**Instruction**
Lay out every line of the rows below as a JSON list of strings, one string per line, with blank lines omitted. Leave out the pictures.

**Exercise materials**

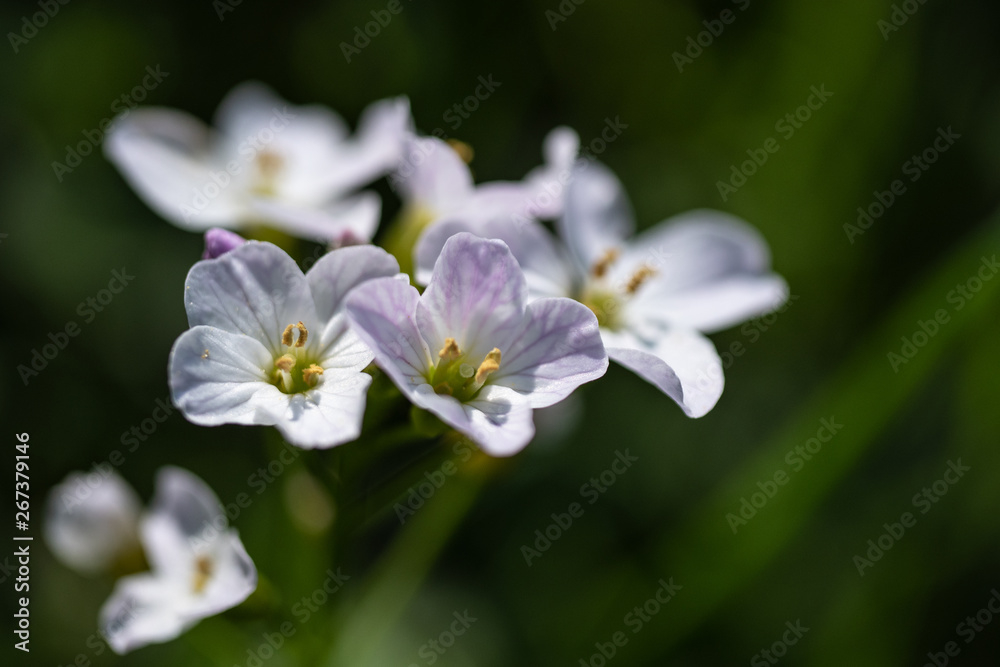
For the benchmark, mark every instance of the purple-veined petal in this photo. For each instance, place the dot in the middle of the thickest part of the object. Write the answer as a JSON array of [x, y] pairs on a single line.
[[256, 289], [217, 377], [329, 414], [557, 349], [683, 364], [381, 312], [219, 241], [498, 419], [476, 295], [597, 217], [547, 269]]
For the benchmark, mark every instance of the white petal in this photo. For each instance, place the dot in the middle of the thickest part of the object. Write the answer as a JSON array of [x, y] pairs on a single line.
[[343, 222], [255, 289], [548, 271], [498, 419], [432, 176], [597, 216], [476, 295], [217, 377], [381, 312], [329, 414], [682, 364], [142, 610], [164, 155], [557, 349], [92, 519]]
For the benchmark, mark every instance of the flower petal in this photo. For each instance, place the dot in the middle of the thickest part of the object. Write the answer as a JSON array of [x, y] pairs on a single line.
[[164, 155], [557, 349], [547, 269], [255, 289], [217, 377], [329, 414], [381, 312], [712, 271], [140, 612], [597, 216], [476, 295], [682, 364], [91, 520], [343, 222], [498, 419], [432, 176]]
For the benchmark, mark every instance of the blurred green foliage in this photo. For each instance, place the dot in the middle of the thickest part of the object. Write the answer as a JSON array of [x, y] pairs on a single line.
[[826, 355]]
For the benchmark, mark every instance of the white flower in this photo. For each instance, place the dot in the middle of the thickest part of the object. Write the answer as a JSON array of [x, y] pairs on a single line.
[[199, 567], [269, 345], [654, 295], [91, 520], [437, 184], [266, 163], [471, 349]]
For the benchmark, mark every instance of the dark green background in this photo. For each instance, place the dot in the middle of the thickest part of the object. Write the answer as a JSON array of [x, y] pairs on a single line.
[[823, 356]]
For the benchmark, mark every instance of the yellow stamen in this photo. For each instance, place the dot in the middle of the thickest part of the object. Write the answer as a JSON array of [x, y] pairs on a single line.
[[640, 276], [490, 364], [202, 573], [602, 265], [285, 362], [450, 351], [311, 374]]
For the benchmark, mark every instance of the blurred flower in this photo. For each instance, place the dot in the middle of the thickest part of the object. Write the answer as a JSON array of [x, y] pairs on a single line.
[[436, 185], [91, 520], [271, 346], [267, 163], [199, 567], [471, 350], [220, 241], [654, 295]]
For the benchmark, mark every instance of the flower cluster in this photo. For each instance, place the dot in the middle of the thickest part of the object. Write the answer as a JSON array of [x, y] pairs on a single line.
[[472, 307]]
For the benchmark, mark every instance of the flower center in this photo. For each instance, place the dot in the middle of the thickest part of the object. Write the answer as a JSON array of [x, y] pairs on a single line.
[[606, 301], [268, 165], [203, 568], [455, 376], [296, 371]]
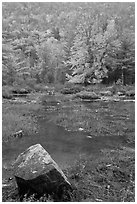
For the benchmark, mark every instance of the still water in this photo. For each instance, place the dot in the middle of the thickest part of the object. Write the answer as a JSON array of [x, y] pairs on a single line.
[[64, 146]]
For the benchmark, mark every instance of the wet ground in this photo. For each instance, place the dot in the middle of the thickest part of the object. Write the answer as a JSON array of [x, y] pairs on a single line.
[[109, 124]]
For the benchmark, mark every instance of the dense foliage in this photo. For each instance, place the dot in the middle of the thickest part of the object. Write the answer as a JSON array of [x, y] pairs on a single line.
[[76, 42]]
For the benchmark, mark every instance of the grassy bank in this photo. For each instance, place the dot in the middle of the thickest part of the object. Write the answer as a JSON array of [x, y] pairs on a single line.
[[107, 178], [18, 115]]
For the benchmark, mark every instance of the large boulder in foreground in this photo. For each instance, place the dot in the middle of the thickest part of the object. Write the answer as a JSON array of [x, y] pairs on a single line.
[[36, 172], [87, 95]]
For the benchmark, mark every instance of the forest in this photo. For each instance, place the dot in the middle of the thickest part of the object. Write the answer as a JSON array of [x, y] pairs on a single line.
[[68, 101], [82, 43]]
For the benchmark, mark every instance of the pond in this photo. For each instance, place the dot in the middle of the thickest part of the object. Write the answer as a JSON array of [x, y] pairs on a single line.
[[65, 146]]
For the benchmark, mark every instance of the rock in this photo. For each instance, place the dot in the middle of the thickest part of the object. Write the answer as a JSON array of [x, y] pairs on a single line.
[[130, 93], [71, 90], [36, 172], [106, 93], [87, 95], [119, 93], [18, 134]]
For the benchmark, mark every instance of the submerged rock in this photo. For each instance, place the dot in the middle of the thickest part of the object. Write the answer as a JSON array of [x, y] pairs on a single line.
[[87, 95], [36, 172], [106, 93]]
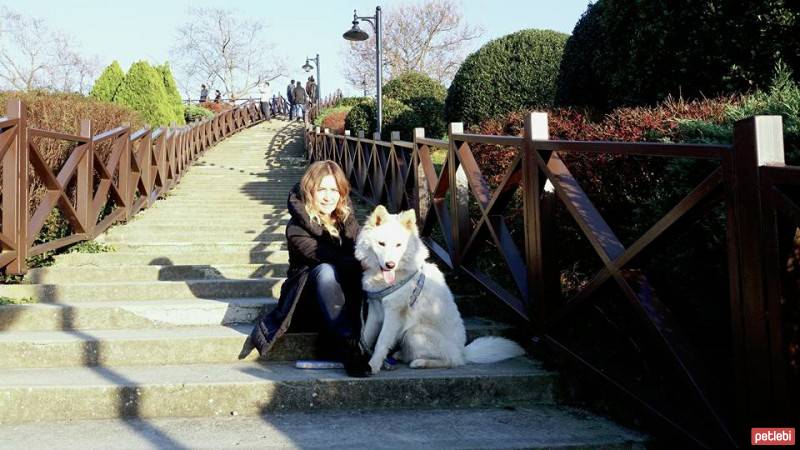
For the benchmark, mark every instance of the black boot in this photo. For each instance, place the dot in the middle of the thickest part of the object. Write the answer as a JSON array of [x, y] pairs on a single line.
[[356, 360]]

**Completed exercise**
[
  "For the benchmark, mark every instance of the purple-veined petal in this photo. For each instance, place the dot in the middle of the thickest part of the object. Write the answer as a JSON array of [x, y] pairs on a single line.",
  "[[256, 289], [217, 377], [329, 414], [557, 349], [683, 364], [381, 312], [219, 241], [498, 419], [476, 295], [597, 217], [547, 269]]",
  "For the benchmark, mark every instance of the white petal in this photo. For each instance, place the dot in the middle of the thickest part of the object. Write the answer as a JSON array of [x, y] pairs on a single line.",
  "[[343, 222], [255, 289], [548, 271], [498, 419], [432, 176], [597, 216], [476, 295], [217, 377], [381, 312], [329, 414], [682, 364], [142, 610], [164, 155], [557, 349], [92, 519]]",
  "For the benchmark, mark every instance of the flower petal in this photo. For each instance, place the dot in the middle of the thickest part of the object. Write the answer as a JSON array of [x, y] pairs on a single line.",
  "[[164, 155], [557, 349], [547, 269], [255, 289], [217, 377], [329, 414], [381, 312], [712, 271], [140, 612], [597, 216], [476, 295], [682, 364], [91, 520], [343, 222], [498, 419], [432, 176]]",
  "For the benchmark, mark every instance of the blurred green foliage in this photo. For each instance, place the dot in the middle of the thickest part of the object. Write the answer as a JSON array of [x, y] pairs on a single line.",
  "[[826, 355]]",
  "For the benchmark, mark every instance of the white flower in this photo. For each instance, place the dot in the middle of the thickest part of the object. Write the answer as a JSON array of [x, y] pairs on a single line.",
  "[[199, 567], [269, 345], [654, 295], [91, 520], [437, 184], [266, 163], [471, 349]]",
  "For the benchmark, mark every instance of the dark green background in this photo. For each instance, place the dot in the middle of the thickest part of the object. Write the answer as a JSON array of [x, y] pairs on a single line.",
  "[[823, 356]]",
  "For the benchmark, mark every instance of the yellow stamen in this photo. For each instance, place the dot in the middle of the thickest part of the object. Write the answer as a JSON array of [x, y] pairs on a single line.",
  "[[640, 276], [490, 364], [202, 573], [602, 265], [285, 362], [450, 351], [311, 374]]",
  "For the benchmark, mark every instance of the blurred flower in this photo. For each instance, place the dot in the middle of the thickest part of the object. Write the answer as a JSON array of [x, y] pairs on a single line.",
  "[[436, 185], [91, 520], [271, 346], [267, 163], [199, 567], [471, 350], [220, 241], [654, 295]]",
  "For the benchmark, mark every instance of the flower cluster in this photo. For each instance, place the dot in the middle of the thickest part of the object. Write the answer as a JSON array of [x, y] pairs on a single line.",
  "[[472, 307]]",
  "For the benchmark, mark every instance of the flower center in this photo. For each instance, place the dot in the middle of the thickest part of the object. Write the answer as a JSON array of [x, y] pairs on a single line.",
  "[[606, 301], [268, 165], [203, 568], [455, 376], [296, 371]]",
  "For the benchmark, mark every instance of the still water in this photo. For each instance, place the dot in the middle of the thickest part of the object. Write the answer as a JSON array of [x, y] pairs on a single line.",
  "[[64, 146]]",
  "For the benchmark, mark every instance of the wet ground in this photo. For each instance, place the dot in the middle of the thickest part of the object. Write the answer as a JSON array of [x, y] pairs on a single line.",
  "[[109, 124]]",
  "For the benchmark, mark every instance of the dense foliage in this photo. For each instance, place the dot in the middle of the thickest part of the object. Write the answer as a JSON array of [x, y] pairs on a single line.",
  "[[76, 42]]",
  "For the benchmark, mark every instance of the grassy bank in this photo. For each instance, place the dot in the middle of the thickest part of the object. Write the answer as a JSON array of [x, y] pairs on a single line.",
  "[[107, 178], [18, 115]]",
  "For the benchmark, mark every instance of the large boulder in foreground in this photo. For each instance, place the dot in the middle of the thickest part of the object. Write the answer as a JSON array of [x, y] pairs on a single line.",
  "[[36, 172], [87, 95]]",
  "For the benchmark, mark every instance of the forest in this photo. For each instance, place the dot in the middle of the thickest part of the object. Write the answer as a JSON array of [x, y] pairs on a single line.",
  "[[68, 101], [82, 43]]",
  "For the benchmark, mark every instance of the pond in this photo. For each instance, place the dot in the middle of the thickest part of the object. Write the answer as a JSON array of [x, y] pairs on a single line.",
  "[[65, 146]]",
  "For the benchmark, mark every instance of the rock in this photo. For each instance, place the dot in the middle of the thickest part of the object. Write the answer as a JSON array of [x, y] pairs on a single line.",
  "[[130, 93], [71, 90], [36, 172], [106, 93], [87, 95], [119, 93], [18, 134]]",
  "For the benchmark, mark every instance of the submerged rock in this photo. For each instance, place the dot in the middle of the thickest part of the object. Write the answer as a JSON array of [x, y] pairs on a single line.",
  "[[87, 95], [36, 172], [106, 93]]",
  "For the benchmark, mark every instance of the black boot in this photo. For each instance, place the dot in the middle of the thickest part of the object. Write the answer as a JSON array of [x, y] pairs on a single line.",
  "[[356, 360]]"
]